**The task:** Identify the line in which "The user has requested that the white paper" appears, then reproduce that line and all remaining lines of the records word for word.
Extracted data Start Marker
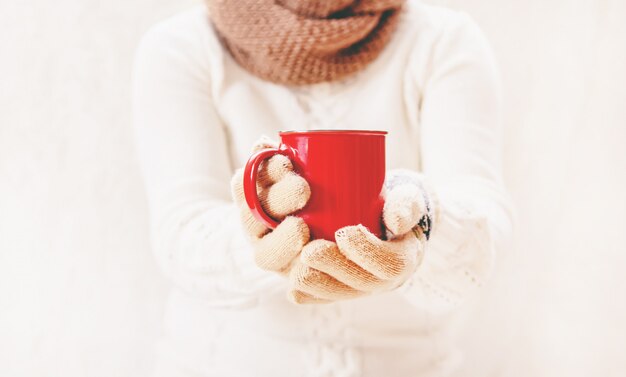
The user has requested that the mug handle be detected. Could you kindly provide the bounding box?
[243,145,293,229]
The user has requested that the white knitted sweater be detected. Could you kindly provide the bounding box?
[131,2,514,376]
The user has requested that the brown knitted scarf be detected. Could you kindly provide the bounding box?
[206,0,406,85]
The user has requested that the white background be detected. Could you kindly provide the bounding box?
[1,0,625,376]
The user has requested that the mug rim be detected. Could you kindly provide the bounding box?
[279,129,387,135]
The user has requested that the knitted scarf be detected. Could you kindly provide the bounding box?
[206,0,406,85]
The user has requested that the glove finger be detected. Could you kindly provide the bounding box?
[252,136,292,187]
[237,204,270,239]
[383,184,424,236]
[287,289,331,305]
[232,157,308,219]
[231,169,269,237]
[251,135,278,153]
[254,216,309,273]
[257,154,294,187]
[289,262,365,301]
[259,172,311,219]
[335,224,423,281]
[231,156,294,202]
[300,239,391,292]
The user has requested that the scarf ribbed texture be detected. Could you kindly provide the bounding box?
[206,0,406,85]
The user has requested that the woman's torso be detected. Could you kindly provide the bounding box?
[155,2,466,376]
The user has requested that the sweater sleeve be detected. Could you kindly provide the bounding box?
[397,11,515,314]
[131,15,282,307]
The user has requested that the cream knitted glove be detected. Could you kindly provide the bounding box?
[288,169,439,304]
[231,137,311,275]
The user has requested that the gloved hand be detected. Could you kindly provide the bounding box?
[288,169,440,304]
[231,137,311,275]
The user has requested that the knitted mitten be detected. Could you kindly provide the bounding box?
[231,137,311,275]
[288,169,439,304]
[382,169,440,242]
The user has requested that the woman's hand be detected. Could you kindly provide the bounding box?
[288,169,439,304]
[231,137,311,275]
[288,228,423,303]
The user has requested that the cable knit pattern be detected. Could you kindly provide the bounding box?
[286,70,365,377]
[305,304,361,377]
[132,2,514,376]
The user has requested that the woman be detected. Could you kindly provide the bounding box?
[131,0,514,376]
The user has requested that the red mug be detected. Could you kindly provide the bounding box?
[243,130,387,241]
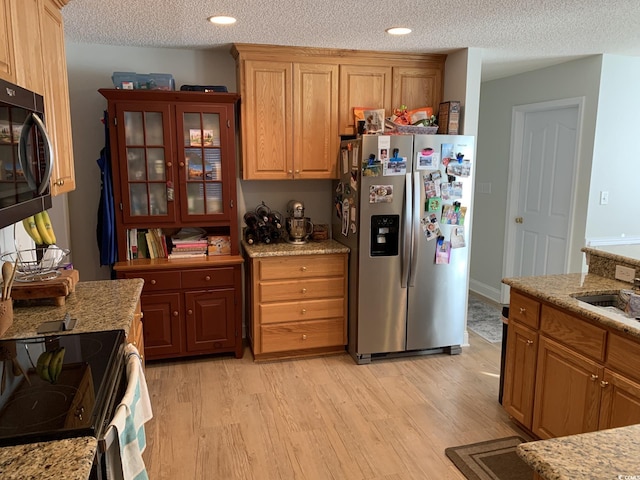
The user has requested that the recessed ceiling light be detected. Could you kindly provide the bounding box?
[208,15,237,25]
[386,27,412,35]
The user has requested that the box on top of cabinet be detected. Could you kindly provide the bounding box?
[437,101,460,135]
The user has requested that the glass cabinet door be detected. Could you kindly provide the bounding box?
[116,103,174,223]
[176,106,228,220]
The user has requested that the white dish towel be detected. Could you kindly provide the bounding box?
[105,343,153,480]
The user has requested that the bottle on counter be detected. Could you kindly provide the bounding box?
[244,228,258,245]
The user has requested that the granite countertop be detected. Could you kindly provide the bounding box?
[0,278,144,479]
[242,238,350,258]
[518,424,640,479]
[502,273,640,339]
[583,245,640,269]
[503,271,640,479]
[0,437,97,480]
[4,278,144,339]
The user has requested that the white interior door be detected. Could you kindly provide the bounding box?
[502,99,582,302]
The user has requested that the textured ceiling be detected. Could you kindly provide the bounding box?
[62,0,640,81]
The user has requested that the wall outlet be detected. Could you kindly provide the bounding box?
[615,265,636,282]
[600,191,609,205]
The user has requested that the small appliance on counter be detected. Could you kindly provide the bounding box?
[285,200,313,245]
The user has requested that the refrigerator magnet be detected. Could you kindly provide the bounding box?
[441,143,454,166]
[362,153,382,177]
[446,161,471,177]
[383,156,407,176]
[342,149,349,174]
[341,198,350,236]
[369,185,393,203]
[421,213,441,241]
[427,197,442,213]
[451,226,466,248]
[435,238,452,264]
[417,148,440,170]
[352,146,359,168]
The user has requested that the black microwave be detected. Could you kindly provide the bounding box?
[0,78,53,230]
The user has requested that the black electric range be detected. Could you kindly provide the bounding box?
[0,329,125,447]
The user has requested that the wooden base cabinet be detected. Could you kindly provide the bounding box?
[247,253,348,361]
[504,288,640,440]
[120,262,243,361]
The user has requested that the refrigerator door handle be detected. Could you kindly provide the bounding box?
[401,172,412,288]
[409,171,421,287]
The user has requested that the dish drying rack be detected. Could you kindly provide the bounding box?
[1,246,70,282]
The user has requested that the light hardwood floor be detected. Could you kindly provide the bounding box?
[142,330,525,479]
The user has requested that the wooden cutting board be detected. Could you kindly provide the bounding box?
[10,269,79,305]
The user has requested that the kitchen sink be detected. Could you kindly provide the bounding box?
[573,293,623,308]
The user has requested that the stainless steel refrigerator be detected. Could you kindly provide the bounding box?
[332,134,475,364]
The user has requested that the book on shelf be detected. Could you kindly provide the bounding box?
[168,251,207,259]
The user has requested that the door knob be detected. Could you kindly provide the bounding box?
[515,217,523,224]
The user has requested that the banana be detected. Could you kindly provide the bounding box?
[39,210,56,245]
[36,351,53,383]
[22,216,44,245]
[47,347,65,383]
[34,212,53,245]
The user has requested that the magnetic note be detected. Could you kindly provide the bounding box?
[451,226,466,248]
[369,185,393,203]
[341,198,350,236]
[417,148,440,170]
[342,149,349,174]
[435,238,452,264]
[441,143,454,166]
[421,213,441,241]
[383,156,407,176]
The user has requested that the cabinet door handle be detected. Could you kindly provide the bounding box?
[173,311,179,317]
[167,162,172,168]
[526,340,534,345]
[150,279,157,285]
[301,288,307,294]
[302,334,307,340]
[519,307,526,314]
[600,380,609,388]
[179,161,185,167]
[590,374,599,381]
[301,266,307,272]
[301,309,307,314]
[205,275,211,281]
[295,169,300,174]
[187,309,193,315]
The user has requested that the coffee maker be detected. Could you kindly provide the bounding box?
[285,200,313,244]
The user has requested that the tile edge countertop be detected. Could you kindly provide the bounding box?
[502,273,640,339]
[0,278,144,480]
[242,238,350,257]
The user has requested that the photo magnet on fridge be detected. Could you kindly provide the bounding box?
[417,148,440,170]
[435,238,452,264]
[369,185,393,203]
[421,213,441,241]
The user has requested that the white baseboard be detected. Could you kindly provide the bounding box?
[469,278,502,304]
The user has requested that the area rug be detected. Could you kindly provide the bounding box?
[445,436,533,480]
[467,295,503,343]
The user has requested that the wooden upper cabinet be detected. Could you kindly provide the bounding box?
[40,0,75,194]
[338,65,392,136]
[242,60,293,179]
[232,44,446,180]
[0,0,14,83]
[293,63,338,179]
[392,66,443,118]
[9,0,45,95]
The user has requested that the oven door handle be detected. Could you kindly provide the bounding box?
[18,113,53,195]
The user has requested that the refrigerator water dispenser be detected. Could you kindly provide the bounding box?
[370,215,399,256]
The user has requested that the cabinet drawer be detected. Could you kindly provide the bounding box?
[260,298,345,324]
[182,267,234,289]
[258,255,345,281]
[510,291,540,329]
[261,318,345,353]
[124,271,179,292]
[607,333,640,382]
[258,277,344,303]
[540,305,607,361]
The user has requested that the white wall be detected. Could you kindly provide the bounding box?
[470,56,603,301]
[586,54,640,245]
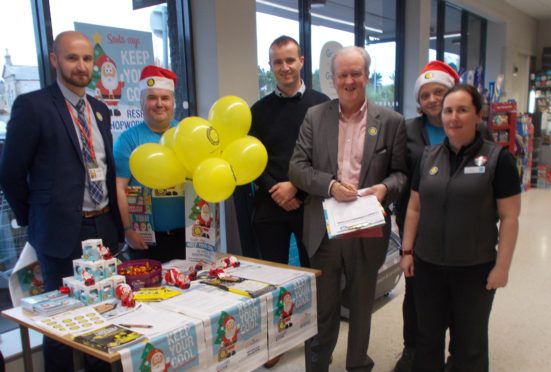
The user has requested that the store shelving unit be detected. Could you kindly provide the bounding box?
[489,102,517,154]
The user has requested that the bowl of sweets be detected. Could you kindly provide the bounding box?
[117,259,162,290]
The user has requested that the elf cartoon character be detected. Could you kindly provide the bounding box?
[216,313,239,361]
[277,288,295,331]
[139,343,171,372]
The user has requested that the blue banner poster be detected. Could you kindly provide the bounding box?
[120,321,206,372]
[207,298,268,371]
[74,22,155,140]
[266,273,317,358]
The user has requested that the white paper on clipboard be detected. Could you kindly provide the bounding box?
[322,194,385,238]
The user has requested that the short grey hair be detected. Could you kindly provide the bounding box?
[330,46,371,77]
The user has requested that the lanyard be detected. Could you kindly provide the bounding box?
[66,100,96,160]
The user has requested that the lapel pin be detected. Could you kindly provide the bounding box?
[429,166,439,175]
[368,127,377,136]
[96,112,103,122]
[474,155,488,166]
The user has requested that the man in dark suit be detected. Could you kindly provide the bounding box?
[0,31,122,371]
[289,46,407,372]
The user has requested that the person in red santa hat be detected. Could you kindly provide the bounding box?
[393,61,492,372]
[95,54,124,116]
[114,65,187,263]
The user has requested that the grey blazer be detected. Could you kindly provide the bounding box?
[289,99,408,257]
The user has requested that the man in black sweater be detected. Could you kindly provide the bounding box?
[250,35,329,273]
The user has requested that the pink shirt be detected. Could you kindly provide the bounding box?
[337,100,367,188]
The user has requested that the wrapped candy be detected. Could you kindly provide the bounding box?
[164,268,180,286]
[82,269,95,286]
[115,283,135,307]
[229,256,240,268]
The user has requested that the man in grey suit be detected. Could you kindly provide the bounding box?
[289,46,407,371]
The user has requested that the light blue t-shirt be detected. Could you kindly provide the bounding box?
[113,121,185,232]
[425,120,446,145]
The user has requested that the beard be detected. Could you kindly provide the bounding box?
[102,73,118,91]
[60,68,92,88]
[201,211,211,222]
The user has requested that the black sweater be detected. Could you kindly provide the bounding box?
[249,89,329,195]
Extracted data End Marker
**Result below:**
The user has requested that the white paper on clipboard be detected. Could you kindly provide the bounding box?
[322,194,385,238]
The user has requested that the short grey hair be detected. Could you kindly provide the bounding box?
[330,46,371,77]
The user has requested that the lanyard be detected. Could you kindly provide the bounding box?
[66,100,96,160]
The user has requested that the lapel pin be detected. Could you kindly provide the bounding box?
[429,166,439,175]
[368,127,377,136]
[96,112,103,122]
[474,155,488,166]
The user has requested that the man in dark suit be detected. Could you kindly provide the bounding box?
[0,31,122,371]
[289,46,407,372]
The user has requested that the person in red santa hat be detected. Could you kindly provide the bounding box?
[393,61,492,372]
[95,54,124,116]
[114,65,187,263]
The user has requested that the grey blazer be detected. Could you kindly provide the bounding box?
[289,99,408,257]
The user has requested that the man in black sweater be detected. Could you kindly provide the bounding box?
[250,35,329,273]
The user has requested that the pink shirt be detected. Could you kindly provide the bounding box?
[337,100,367,188]
The user has requested that the wrapped candy be detected. Could you kindly provide the bounding box?
[164,268,180,286]
[82,269,95,286]
[115,283,135,307]
[229,256,240,268]
The user has requested that the man in grey suit be detected. Could you kindly provide the bounding box?
[289,46,407,371]
The user has requested that the light blue t-shirt be detected. Could you kindly provide the bounding box?
[113,121,185,232]
[425,120,446,145]
The user has requested that the beard be detected. Could you kindly provide the bounding box?
[102,73,118,91]
[60,68,92,88]
[201,211,211,222]
The user has requested that the black sweater be detected. Could you kindly provide the bounding box?
[249,89,329,195]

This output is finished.